(PAGE EXTRACT):

Wed Jun 30, 11-12, 4549 Boelter Hall

Monte Carlo LTL model checking

Scott Smolka
SUNY Stony Brook

We present MC2, what we believe to be the first randomized, 
Monte Carlo algorithm for temporal-logic model checking. 
Given a specification S of a finite-state system, 
an LTL formula phi, and parameters epsilon and delta,   
MC2 takes M=log(delta)/\log(1-epsilon) random samples 
(random walks ending in a cycle, i.e lassos) 
from the Buechi automaton B=B_S x B_(not phi) to decide 
if L(B)={}. Let p_Z be the expectation of an accepting lasso in B. 
Should a sample reveal an accepting lasso l, MC2 returns false with l as a witness. 
Otherwise, it returns true and reports that the probability of finding 
an accepting lasso through further sampling, under the assumption that 
p_Z >= epsilon, is less than delta. 
It does so in time O(MD) and space O(D), where D is B's recurrence diameter, 
using an optimal number of samples M. 
Our experimental results demonstrate that MC2 is fast, memory-efficient, 
and scales extremely well.
        
(joint work with Radu Grosu)

Host: Jens Palsberg

(BRIEF 1):
In the talk announcement, what does MC2 return when a sample reveals an accepting lasso?
The talk announcement and the records were taken from separate sources.

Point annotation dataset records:

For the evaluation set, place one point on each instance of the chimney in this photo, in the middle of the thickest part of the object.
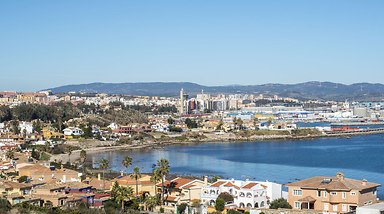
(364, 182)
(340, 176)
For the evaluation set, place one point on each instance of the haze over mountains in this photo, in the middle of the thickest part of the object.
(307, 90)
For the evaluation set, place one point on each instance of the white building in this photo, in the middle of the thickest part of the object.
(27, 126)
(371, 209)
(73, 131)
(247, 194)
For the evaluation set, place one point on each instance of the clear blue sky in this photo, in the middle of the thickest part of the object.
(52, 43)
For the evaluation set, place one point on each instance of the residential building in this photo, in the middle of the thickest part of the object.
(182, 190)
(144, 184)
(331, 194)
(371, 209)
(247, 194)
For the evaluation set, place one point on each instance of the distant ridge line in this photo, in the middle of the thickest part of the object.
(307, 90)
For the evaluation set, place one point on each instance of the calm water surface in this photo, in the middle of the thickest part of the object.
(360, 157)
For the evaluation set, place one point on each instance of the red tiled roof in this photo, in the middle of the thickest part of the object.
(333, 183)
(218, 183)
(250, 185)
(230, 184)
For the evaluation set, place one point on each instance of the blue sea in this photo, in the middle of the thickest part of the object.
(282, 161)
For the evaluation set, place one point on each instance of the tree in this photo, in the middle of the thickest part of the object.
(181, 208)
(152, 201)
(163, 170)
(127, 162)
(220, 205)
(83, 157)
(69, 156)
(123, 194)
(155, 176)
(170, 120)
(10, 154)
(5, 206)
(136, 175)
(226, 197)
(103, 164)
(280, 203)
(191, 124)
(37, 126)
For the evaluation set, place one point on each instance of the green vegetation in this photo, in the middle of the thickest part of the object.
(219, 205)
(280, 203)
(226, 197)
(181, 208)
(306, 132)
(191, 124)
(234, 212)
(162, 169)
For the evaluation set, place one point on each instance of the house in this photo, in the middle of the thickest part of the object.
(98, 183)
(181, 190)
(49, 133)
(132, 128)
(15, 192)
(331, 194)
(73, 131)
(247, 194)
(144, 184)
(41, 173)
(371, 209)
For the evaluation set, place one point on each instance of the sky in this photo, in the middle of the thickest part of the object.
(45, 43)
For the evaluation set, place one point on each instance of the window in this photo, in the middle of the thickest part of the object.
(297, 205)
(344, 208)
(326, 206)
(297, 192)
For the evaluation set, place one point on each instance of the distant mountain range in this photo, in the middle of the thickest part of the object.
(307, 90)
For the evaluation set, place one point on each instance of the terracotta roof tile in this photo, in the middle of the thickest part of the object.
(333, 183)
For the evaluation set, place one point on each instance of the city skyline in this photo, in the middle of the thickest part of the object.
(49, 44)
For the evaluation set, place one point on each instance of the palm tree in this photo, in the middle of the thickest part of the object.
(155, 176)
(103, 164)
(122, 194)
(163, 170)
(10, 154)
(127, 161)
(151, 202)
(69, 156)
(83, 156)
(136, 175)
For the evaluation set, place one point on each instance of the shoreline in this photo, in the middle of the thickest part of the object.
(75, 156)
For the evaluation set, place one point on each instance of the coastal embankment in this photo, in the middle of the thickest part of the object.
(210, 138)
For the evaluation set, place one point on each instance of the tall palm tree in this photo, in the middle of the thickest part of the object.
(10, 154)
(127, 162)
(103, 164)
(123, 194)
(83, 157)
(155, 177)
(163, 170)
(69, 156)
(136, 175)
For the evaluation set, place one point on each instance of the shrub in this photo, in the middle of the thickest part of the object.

(BRIEF 2):
List every line of the records that contains the word "palm", matching case exactly.

(TASK RESPONSE 1):
It returns false, with the accepting lasso as a witness.

(TASK RESPONSE 2):
For the evaluation set, place one point on each instance of the palm tree in this photo, in the middle of the thickest part of the object.
For the evaluation set, place one point on each instance of the tall palm tree in this photo, in the middle of the thickest part of the object.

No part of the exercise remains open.